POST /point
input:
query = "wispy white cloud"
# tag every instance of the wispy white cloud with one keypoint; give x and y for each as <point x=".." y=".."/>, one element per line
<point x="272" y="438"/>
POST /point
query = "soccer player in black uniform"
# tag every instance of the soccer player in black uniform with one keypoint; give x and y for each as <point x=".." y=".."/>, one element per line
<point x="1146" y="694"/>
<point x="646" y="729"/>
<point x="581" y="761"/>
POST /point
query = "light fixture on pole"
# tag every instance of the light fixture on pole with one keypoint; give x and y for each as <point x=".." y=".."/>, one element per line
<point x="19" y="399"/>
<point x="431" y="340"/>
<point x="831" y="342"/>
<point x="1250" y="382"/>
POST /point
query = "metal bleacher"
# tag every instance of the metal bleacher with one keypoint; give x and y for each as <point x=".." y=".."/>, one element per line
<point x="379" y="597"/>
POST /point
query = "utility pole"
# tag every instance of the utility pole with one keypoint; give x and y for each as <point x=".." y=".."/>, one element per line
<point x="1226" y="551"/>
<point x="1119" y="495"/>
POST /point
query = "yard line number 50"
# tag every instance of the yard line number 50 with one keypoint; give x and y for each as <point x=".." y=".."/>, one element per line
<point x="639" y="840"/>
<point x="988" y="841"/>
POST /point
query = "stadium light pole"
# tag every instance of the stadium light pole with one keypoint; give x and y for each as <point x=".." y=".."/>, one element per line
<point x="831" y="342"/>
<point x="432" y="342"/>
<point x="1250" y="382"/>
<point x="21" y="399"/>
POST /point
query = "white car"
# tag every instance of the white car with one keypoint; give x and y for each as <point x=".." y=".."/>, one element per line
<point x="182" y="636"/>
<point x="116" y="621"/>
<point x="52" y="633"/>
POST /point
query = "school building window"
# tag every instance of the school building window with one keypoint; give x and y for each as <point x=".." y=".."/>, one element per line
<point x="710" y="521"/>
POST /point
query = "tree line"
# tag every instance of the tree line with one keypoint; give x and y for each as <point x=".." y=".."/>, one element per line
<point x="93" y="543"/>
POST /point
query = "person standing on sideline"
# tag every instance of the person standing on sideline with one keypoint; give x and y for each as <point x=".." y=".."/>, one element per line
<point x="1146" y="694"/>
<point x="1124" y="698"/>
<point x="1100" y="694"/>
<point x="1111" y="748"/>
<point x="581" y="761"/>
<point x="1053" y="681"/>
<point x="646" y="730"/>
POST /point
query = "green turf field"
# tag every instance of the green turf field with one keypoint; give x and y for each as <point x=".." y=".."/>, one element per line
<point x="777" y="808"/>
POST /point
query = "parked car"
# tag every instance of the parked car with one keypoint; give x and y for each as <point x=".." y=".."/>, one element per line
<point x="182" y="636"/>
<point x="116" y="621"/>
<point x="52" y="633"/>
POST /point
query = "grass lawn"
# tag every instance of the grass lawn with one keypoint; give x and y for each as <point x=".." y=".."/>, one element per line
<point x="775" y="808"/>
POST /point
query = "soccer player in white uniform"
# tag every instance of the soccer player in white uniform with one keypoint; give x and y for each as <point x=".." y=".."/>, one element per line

* _What the task requires_:
Starting at the line with "# tag every instance of the tree", print each remaining line of the listing above exactly as it appears.

* _Finished exercise_:
# tag every instance of the tree line with one keypoint; give x and y for each as <point x=".." y=".."/>, one element per line
<point x="93" y="543"/>
POST /point
query = "person standing on sideline"
# tag every instance of the person standing on sideline with one keypoint; give x and y for each as <point x=".." y=".."/>, one element per line
<point x="1146" y="694"/>
<point x="1124" y="698"/>
<point x="1100" y="694"/>
<point x="1111" y="748"/>
<point x="581" y="761"/>
<point x="1053" y="681"/>
<point x="646" y="730"/>
POST /point
query = "green turf field"
# tag every instance of the green turf field with one keypoint; give x and y for each as <point x=".." y=".."/>, one element per line
<point x="777" y="808"/>
POST /point
query = "parked car"
# tag every instance of the parked car with one keypoint; give x and y for each as <point x=".." y=".."/>, one element per line
<point x="182" y="636"/>
<point x="116" y="621"/>
<point x="52" y="633"/>
POST /point
query = "grass lawn"
# tag every instance of the grass lawn with one keypoint; give x and y for each as <point x=".." y=".."/>, one element per line
<point x="775" y="808"/>
POST /point
query = "soccer player in white uniform"
# tag every instance of the soccer player in white uniform with one keypoint; give x and y for each as <point x=".." y=".."/>, one element per line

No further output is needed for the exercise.